DO THIS:
Pick out each line below that contains the string "tower" and copy those lines. The match is case-sensitive.
----
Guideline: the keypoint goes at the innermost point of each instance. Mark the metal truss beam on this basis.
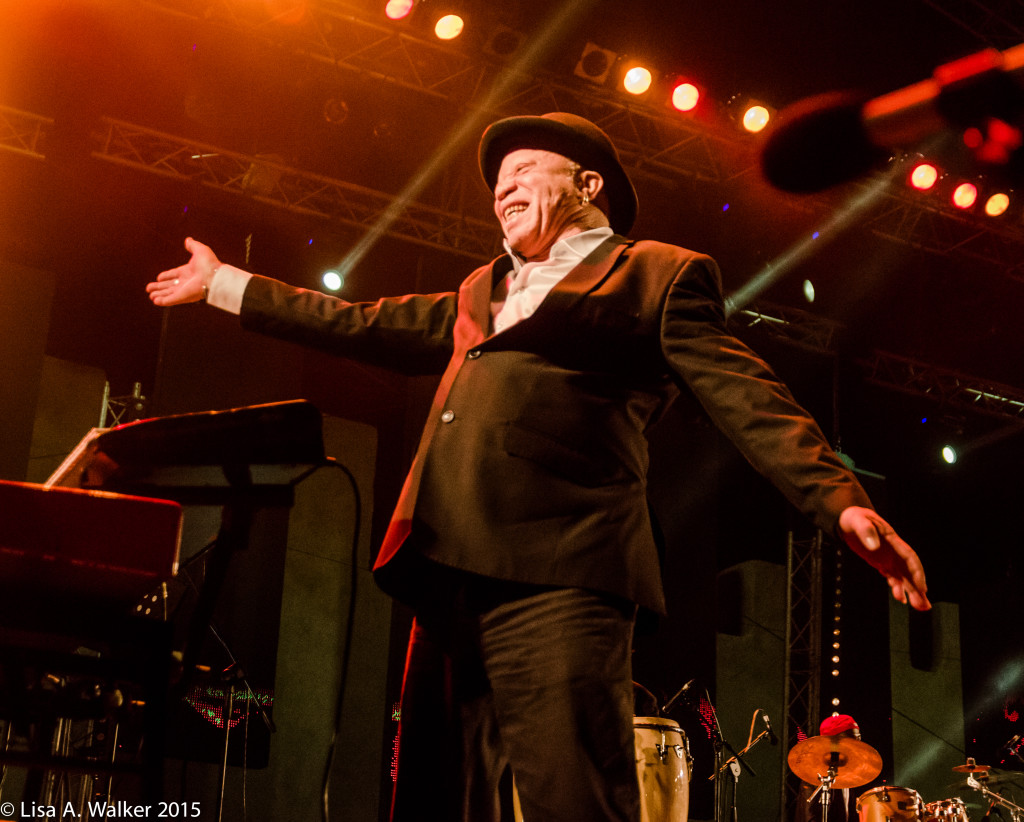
(997, 23)
(802, 686)
(653, 140)
(23, 133)
(906, 219)
(310, 195)
(945, 387)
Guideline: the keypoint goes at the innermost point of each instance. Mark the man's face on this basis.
(537, 201)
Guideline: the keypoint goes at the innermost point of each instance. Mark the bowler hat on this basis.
(571, 136)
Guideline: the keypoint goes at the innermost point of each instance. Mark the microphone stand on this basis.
(734, 764)
(824, 786)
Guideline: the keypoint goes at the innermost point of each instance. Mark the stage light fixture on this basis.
(756, 118)
(595, 63)
(333, 282)
(637, 80)
(398, 9)
(965, 196)
(449, 27)
(749, 114)
(924, 176)
(685, 96)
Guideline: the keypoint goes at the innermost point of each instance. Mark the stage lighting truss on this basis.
(23, 133)
(977, 196)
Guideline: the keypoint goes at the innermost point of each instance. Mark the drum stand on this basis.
(1016, 812)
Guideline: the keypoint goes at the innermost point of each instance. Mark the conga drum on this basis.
(889, 804)
(663, 769)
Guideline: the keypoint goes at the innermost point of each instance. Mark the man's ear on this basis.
(591, 183)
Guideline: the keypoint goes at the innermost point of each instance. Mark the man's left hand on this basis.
(876, 541)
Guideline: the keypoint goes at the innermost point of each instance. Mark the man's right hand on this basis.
(188, 283)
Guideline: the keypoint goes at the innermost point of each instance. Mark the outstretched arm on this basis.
(188, 283)
(875, 539)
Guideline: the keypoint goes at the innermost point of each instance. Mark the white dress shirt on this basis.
(515, 298)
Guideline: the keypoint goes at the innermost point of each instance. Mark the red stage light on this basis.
(396, 9)
(965, 196)
(685, 97)
(997, 204)
(637, 80)
(449, 27)
(924, 176)
(756, 118)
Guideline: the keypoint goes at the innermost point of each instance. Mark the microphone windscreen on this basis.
(818, 142)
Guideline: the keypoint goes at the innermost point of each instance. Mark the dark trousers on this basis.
(537, 682)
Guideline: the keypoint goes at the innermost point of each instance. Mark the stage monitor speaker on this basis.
(282, 776)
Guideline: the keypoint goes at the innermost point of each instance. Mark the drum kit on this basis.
(840, 762)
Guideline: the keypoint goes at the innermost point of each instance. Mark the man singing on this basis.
(521, 537)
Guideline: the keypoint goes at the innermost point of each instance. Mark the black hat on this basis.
(571, 136)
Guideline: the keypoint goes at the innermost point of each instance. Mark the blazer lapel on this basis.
(590, 273)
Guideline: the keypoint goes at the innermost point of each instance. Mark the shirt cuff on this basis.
(226, 288)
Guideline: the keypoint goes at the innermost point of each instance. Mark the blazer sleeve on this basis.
(410, 335)
(748, 402)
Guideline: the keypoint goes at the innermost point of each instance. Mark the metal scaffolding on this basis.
(802, 686)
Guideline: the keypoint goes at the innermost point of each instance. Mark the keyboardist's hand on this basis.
(188, 283)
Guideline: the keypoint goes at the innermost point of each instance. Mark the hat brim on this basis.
(551, 135)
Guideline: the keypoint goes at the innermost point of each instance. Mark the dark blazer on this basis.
(532, 463)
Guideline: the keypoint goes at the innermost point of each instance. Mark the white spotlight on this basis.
(333, 280)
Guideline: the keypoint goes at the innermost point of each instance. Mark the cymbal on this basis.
(856, 762)
(971, 768)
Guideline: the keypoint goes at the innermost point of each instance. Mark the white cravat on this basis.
(528, 283)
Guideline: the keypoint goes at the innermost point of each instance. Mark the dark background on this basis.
(237, 76)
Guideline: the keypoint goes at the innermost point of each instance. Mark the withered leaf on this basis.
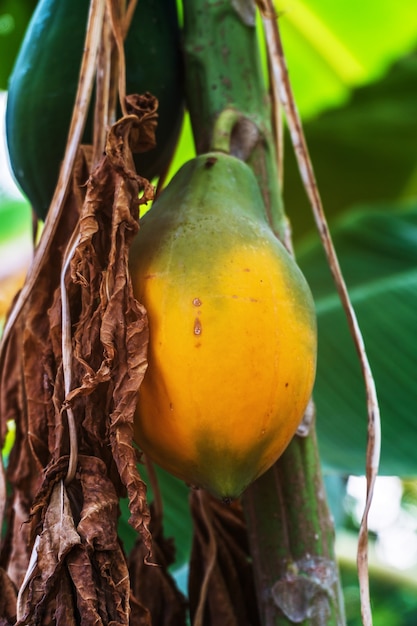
(153, 585)
(79, 572)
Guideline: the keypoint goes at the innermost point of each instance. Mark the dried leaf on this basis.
(221, 587)
(74, 528)
(153, 585)
(8, 596)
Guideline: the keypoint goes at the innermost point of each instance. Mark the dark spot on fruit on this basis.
(197, 327)
(210, 161)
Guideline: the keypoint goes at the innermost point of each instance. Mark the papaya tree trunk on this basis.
(290, 529)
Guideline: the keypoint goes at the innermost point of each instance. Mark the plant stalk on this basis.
(290, 529)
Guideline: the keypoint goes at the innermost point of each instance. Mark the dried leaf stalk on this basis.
(283, 92)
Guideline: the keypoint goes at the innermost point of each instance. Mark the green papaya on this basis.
(232, 330)
(44, 81)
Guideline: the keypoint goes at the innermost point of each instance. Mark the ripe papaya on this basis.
(232, 345)
(44, 81)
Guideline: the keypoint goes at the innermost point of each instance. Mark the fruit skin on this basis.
(44, 82)
(232, 349)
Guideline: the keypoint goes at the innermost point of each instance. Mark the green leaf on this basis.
(363, 152)
(378, 254)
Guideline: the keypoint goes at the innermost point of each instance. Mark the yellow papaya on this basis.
(232, 347)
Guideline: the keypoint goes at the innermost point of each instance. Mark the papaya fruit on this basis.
(44, 81)
(232, 330)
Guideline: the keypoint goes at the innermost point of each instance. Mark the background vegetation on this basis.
(353, 66)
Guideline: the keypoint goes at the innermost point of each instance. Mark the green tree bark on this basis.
(290, 529)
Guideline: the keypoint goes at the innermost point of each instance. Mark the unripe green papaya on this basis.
(232, 346)
(44, 82)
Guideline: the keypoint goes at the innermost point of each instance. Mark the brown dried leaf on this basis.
(153, 585)
(221, 587)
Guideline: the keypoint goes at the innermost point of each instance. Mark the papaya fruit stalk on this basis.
(289, 525)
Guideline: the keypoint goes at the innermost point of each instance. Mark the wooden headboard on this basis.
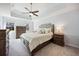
(20, 30)
(47, 25)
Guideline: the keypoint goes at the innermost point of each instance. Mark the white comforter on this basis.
(17, 48)
(35, 39)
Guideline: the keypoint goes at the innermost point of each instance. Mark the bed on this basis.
(17, 48)
(35, 39)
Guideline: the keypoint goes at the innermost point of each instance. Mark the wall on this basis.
(69, 17)
(4, 9)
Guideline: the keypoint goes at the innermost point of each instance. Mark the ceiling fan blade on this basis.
(27, 9)
(34, 14)
(35, 11)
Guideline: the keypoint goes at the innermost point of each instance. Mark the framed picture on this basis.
(10, 26)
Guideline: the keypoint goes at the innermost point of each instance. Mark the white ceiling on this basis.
(45, 9)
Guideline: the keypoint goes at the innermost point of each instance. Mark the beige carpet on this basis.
(55, 50)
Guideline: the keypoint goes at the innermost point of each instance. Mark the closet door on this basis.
(2, 42)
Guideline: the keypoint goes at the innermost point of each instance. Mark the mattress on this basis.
(17, 48)
(35, 39)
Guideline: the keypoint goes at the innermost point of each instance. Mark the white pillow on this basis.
(44, 30)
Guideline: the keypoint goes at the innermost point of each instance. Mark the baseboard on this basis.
(73, 45)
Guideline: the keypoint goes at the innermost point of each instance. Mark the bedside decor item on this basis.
(59, 29)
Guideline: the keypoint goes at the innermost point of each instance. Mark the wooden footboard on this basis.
(40, 47)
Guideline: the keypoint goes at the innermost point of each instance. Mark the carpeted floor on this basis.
(55, 50)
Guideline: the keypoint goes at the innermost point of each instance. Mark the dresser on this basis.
(2, 42)
(59, 39)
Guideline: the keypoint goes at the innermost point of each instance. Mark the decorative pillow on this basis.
(44, 30)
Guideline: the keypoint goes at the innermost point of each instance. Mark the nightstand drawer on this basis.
(58, 39)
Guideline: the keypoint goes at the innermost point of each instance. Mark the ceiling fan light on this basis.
(30, 14)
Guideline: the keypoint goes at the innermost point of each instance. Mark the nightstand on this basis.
(58, 39)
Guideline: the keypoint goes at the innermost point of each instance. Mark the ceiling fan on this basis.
(32, 12)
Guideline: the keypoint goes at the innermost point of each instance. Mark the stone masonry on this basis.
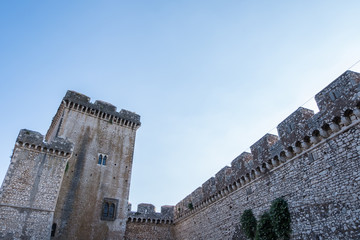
(30, 190)
(314, 163)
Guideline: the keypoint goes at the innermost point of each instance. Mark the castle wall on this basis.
(148, 231)
(29, 192)
(314, 165)
(88, 186)
(146, 224)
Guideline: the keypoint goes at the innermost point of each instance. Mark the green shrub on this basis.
(280, 217)
(248, 223)
(264, 230)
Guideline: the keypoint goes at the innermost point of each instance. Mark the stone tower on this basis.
(94, 194)
(30, 190)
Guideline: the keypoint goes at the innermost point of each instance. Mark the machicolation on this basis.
(57, 189)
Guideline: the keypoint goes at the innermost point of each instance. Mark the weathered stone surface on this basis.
(313, 164)
(30, 190)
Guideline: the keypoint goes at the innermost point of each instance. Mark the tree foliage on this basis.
(248, 223)
(280, 217)
(265, 230)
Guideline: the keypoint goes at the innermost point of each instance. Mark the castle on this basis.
(73, 183)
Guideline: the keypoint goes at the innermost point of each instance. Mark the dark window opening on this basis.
(53, 229)
(102, 159)
(109, 209)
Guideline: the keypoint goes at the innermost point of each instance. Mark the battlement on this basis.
(302, 131)
(35, 141)
(146, 214)
(101, 109)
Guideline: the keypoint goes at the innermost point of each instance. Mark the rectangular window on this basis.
(109, 209)
(102, 159)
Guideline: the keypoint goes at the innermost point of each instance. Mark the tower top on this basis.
(81, 99)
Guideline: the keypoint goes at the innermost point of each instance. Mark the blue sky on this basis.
(208, 78)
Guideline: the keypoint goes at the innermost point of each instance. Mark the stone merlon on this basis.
(72, 96)
(147, 211)
(36, 139)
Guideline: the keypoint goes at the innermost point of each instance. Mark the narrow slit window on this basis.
(53, 230)
(109, 208)
(100, 159)
(106, 210)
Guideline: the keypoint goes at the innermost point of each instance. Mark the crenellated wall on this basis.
(148, 224)
(30, 190)
(314, 164)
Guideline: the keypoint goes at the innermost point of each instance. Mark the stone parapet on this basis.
(101, 109)
(146, 214)
(339, 105)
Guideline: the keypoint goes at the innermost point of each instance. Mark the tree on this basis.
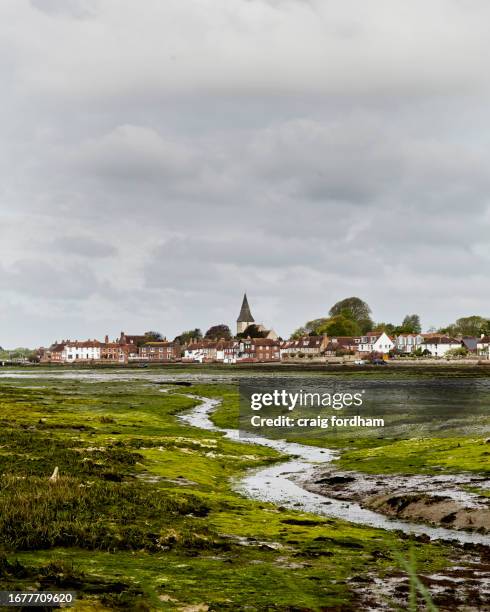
----
SOLVED PROBLEM:
Guideline: the keypoint goes at the innermost point of each instance. Mark the stone tower on this basis.
Guideline: the keypoint goes at the innermost point of each instance. Mark the tower top on this basis.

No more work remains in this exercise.